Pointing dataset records
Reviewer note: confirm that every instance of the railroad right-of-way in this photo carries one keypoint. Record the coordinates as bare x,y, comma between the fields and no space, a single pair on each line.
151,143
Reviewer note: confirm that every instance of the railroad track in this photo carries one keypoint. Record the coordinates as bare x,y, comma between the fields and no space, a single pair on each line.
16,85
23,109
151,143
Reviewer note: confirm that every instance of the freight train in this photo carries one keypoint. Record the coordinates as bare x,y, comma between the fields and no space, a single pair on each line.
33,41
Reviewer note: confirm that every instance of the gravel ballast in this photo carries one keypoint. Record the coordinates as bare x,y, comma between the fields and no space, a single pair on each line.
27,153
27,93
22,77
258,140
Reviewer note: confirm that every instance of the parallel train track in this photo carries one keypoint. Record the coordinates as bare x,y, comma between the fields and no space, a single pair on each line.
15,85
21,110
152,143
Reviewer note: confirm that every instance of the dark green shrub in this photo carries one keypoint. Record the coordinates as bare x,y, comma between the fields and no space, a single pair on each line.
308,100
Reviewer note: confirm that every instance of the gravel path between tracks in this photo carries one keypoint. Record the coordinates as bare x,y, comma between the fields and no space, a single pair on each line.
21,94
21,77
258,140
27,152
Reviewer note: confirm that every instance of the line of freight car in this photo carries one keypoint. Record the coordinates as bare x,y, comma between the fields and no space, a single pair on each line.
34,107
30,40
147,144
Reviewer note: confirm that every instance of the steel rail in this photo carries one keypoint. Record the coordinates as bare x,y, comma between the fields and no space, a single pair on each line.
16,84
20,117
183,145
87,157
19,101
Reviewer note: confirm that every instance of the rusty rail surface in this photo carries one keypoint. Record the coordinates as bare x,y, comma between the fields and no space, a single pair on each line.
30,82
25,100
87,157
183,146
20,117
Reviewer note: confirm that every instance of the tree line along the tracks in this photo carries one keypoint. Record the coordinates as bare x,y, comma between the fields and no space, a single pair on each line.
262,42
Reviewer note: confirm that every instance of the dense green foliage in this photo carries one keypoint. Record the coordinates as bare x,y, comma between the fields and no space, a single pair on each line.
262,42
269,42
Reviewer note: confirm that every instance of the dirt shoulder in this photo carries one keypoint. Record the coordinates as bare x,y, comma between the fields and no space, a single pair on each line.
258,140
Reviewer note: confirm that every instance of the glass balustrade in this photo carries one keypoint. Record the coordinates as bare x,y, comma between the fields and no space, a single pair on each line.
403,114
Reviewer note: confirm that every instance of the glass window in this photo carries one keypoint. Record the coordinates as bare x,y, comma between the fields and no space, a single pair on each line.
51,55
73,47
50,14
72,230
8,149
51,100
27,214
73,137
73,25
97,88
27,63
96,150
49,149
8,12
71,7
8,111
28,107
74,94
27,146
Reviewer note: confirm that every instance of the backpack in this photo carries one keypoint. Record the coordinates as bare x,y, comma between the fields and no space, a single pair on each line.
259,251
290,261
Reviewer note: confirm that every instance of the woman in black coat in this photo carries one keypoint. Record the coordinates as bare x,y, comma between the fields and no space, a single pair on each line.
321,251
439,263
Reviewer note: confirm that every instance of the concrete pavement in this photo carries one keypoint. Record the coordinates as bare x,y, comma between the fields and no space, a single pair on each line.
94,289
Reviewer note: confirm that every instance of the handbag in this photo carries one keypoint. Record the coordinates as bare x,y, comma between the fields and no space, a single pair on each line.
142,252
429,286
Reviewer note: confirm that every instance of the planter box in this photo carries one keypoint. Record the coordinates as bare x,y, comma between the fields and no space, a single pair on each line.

◆ **EXERCISE INSTRUCTIONS**
Extract each line of the material exactly as it stands.

◆ **SOLUTION FOR THIS TASK**
Reviewer note: confirm that every instance of the railroad right-of-way in this photo carries one keypoint. Record the coordinates as bare x,y, comma between the fields and no space, a single pair on each line.
151,143
Reviewer note: confirm that every instance of the railroad track in this photo carries one keypoint. Record the coordinates as bare x,y, comma between the fields and no space, a single pair on each line.
16,85
23,109
151,143
Reviewer note: confirm that every instance of the freight train in this photo carries one keypoint. Record the coordinates as bare x,y, comma between the fields and no space, a single pair on each line.
33,41
Reviewer note: confirm that every instance of the gravel ballast in this photo carries one keypoint. Record the coordinates as bare x,y, comma between the fields and no space, a single pair on each line.
27,153
27,93
22,77
258,140
Reviewer note: confirm that every instance of the parallel train track in this photo carries one keypoint. Record the coordinates as bare x,y, comma between the fields and no space, a single pair on each line.
15,85
21,110
152,143
Reviewer note: confirm that every instance of the dark green shrub in this photo carries one keypoint. Record the coordinates as bare x,y, comma between the fields and no space, a single pair on each line.
308,100
Reviewer note: confirm that every instance of the gravel path between tracks in this photo carries one keypoint. Record the coordinates as bare x,y, comma between the fields and no space, a single pair on each line.
21,94
21,77
258,140
27,152
Reviewer note: confirm that every instance of the line of freight car in this photo carries one keypoint. Record the coordinates as bare x,y, comma between the fields and no space, a single pair on each line.
34,107
30,40
147,144
Reviewer note: confirm that every instance of the steel rail in this photo carries one keypoint. Record the coordinates as bare x,y, comma between the fields and no space, a single pair on each line.
16,84
20,117
183,145
87,157
19,101
Reviewer note: confirm that every instance of the rusty rail surface in this photo carries one keypoint. Record the coordinates as bare x,y, comma between the fields and no space, a single pair on each line.
30,82
25,100
87,157
183,146
20,117
Reviewer note: confirm that every instance of the tree line along the tracks in this photo carries one keypoint. Record the coordinates as bare x,y, comma between the fields and no space, a single pair on each line.
262,42
Reviewer note: confirm that every instance of the dense green foliage in this photo carries one keypoint. Record the coordinates as bare x,y, comma between the fields and no space, a single pair on each line.
262,42
269,42
Reviewer note: confirm that every instance of the dirt shoulder in this photo carries one keypoint. Record the coordinates as bare x,y, comma between the fields and no space, a single pair on each line.
258,140
Reviewer note: confirm that every instance of the glass balustrade in this photo carries one keypoint. Record the coordinates as bare x,y, comma between the fields and no space, a single pair on each line.
403,114
Reviewer note: confirm that every instance of the glass window in this photo carries one keypoint. Record the coordinates as bare x,y, comma between the fields and no space, a single pair on each line.
51,55
73,47
50,14
72,230
8,149
51,100
27,214
73,137
73,25
97,88
27,63
96,150
49,149
8,12
71,7
8,111
28,107
74,94
27,146
Reviewer note: confirm that every instance of the backpack in this photo carries one keypoint. Record the coordinates as bare x,y, comma between the fields and no space, a single pair on each line.
259,251
290,261
Reviewer note: confirm that every instance of the woman in black coat in this photo carries one keypoint. Record the coordinates as bare x,y, comma between the fields and no space, a single pair on each line.
321,251
439,263
Reviewer note: confirm that every instance of the concrete pavement in this photo carries one keypoint. Record the coordinates as bare x,y, comma between the fields and no space, a single pair on each line.
94,289
Reviewer note: confirm that every instance of the handbag in this photo carries one keypoint. Record the coordinates as bare x,y, comma between the fields and no space, a single pair on each line.
142,252
429,286
Reviewer note: confirm that every instance of the planter box in this photo carries one keypoint. Record the coordinates as bare x,y, comma between the fields and no space, a single pair on each line.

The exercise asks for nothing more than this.